*Data supplied*.

━━━━━━━━━━━━━━━━━━━━

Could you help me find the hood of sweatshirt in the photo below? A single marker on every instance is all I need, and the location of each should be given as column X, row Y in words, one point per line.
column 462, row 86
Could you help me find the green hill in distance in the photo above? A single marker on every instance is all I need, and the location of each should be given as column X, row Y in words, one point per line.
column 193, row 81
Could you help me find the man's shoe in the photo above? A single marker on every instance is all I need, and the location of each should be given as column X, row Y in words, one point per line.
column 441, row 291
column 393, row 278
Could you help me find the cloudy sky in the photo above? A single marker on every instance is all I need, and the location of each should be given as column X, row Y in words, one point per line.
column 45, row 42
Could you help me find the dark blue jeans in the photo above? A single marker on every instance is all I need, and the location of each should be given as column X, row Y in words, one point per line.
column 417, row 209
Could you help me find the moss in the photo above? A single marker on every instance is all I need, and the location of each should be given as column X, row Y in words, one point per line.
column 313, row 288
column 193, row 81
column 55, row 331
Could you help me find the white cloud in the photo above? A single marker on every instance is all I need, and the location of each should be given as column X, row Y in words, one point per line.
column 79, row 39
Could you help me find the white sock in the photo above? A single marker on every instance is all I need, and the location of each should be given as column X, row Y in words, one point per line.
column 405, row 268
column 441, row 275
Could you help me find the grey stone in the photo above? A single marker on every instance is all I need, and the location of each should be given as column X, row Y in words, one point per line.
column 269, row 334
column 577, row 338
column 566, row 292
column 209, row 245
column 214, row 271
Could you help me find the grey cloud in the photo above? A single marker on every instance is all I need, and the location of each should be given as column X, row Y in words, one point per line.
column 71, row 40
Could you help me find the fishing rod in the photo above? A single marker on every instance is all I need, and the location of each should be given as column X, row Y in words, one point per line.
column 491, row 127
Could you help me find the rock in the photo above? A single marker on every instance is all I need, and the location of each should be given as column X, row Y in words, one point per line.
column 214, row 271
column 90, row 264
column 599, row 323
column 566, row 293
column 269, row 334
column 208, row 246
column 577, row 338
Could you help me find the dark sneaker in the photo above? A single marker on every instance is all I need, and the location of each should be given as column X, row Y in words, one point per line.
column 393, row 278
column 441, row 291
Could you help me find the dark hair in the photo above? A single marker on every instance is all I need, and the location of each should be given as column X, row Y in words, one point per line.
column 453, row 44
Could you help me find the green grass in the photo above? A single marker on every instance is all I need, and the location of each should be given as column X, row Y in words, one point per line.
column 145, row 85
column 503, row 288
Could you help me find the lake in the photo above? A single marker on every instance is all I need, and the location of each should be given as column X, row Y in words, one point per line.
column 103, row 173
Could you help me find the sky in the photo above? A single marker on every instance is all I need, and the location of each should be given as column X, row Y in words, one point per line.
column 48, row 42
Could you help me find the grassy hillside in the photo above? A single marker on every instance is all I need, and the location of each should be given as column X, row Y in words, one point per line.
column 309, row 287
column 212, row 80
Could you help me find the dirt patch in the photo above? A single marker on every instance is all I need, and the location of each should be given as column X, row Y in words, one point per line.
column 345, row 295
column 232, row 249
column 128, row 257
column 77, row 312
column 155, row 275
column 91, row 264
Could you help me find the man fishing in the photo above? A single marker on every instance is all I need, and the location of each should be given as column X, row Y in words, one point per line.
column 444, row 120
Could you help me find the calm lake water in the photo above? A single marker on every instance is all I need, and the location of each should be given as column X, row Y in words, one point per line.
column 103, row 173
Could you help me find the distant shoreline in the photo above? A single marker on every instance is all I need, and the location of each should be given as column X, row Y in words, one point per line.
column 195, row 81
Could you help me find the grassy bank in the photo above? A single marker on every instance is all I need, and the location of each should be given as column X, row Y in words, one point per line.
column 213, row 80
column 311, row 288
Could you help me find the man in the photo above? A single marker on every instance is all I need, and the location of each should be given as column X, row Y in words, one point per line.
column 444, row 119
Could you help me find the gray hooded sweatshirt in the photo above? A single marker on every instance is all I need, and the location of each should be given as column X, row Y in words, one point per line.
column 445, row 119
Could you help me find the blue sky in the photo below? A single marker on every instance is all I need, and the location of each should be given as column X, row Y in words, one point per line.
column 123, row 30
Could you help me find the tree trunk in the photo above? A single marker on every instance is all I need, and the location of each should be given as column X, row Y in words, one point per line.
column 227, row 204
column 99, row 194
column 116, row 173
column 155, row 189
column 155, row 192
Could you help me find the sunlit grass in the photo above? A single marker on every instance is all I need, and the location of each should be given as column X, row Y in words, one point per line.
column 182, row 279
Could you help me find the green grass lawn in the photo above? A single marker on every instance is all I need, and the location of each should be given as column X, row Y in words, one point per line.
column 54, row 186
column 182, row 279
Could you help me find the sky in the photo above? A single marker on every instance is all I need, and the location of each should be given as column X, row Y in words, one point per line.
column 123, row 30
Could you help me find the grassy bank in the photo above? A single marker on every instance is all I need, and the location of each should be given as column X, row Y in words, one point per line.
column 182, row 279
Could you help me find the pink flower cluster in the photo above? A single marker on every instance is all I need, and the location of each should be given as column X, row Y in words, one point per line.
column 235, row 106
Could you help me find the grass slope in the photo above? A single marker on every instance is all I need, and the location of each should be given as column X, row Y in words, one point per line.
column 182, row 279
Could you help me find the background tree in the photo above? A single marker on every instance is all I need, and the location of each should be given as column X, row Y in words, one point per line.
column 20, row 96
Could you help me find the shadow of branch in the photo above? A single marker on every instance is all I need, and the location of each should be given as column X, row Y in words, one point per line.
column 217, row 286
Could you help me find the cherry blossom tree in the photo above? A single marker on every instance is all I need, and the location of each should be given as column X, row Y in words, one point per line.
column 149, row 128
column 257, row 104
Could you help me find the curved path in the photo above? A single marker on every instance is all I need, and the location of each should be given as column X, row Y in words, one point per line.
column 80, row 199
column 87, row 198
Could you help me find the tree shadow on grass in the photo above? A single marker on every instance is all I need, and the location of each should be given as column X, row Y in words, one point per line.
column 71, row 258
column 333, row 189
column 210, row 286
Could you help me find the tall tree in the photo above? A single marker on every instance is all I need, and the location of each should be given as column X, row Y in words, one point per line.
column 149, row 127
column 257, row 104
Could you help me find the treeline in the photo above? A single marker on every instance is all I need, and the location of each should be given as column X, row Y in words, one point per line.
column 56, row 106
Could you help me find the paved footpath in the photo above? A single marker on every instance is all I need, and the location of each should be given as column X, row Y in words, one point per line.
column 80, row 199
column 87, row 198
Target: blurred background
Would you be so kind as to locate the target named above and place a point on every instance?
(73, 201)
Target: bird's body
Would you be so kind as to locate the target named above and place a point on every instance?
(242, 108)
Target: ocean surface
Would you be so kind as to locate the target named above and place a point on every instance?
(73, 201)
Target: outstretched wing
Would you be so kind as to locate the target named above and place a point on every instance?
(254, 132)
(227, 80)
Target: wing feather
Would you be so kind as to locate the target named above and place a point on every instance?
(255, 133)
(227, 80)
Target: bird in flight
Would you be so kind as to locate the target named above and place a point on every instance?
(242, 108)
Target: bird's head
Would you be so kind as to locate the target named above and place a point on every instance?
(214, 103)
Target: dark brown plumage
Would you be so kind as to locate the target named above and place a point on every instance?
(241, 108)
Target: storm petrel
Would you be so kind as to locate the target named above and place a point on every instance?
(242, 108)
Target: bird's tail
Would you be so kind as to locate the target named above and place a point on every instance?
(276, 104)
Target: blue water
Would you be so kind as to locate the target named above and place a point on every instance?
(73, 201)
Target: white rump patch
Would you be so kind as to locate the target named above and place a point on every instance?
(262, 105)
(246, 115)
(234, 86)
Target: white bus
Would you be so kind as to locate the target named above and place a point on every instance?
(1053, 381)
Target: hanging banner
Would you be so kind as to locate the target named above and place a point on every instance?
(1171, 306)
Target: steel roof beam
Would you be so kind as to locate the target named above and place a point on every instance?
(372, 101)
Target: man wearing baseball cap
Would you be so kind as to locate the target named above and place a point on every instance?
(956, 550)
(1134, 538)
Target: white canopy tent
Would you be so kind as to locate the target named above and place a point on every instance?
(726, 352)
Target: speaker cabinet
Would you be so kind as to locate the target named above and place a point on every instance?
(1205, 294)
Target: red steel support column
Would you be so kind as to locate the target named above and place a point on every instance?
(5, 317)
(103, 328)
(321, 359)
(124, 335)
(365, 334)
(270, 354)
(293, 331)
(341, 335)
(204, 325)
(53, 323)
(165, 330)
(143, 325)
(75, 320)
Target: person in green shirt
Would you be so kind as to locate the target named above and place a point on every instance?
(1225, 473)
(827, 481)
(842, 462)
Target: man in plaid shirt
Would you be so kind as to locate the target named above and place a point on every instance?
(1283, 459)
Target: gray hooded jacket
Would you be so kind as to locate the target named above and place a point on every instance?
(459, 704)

━━━━━━━━━━━━━━━━━━━━

Where in the records does the string "bird" appear? Copy every line that has it.

Target: bird's body
Target: bird in flight
Target: bird's head
Target: bird's tail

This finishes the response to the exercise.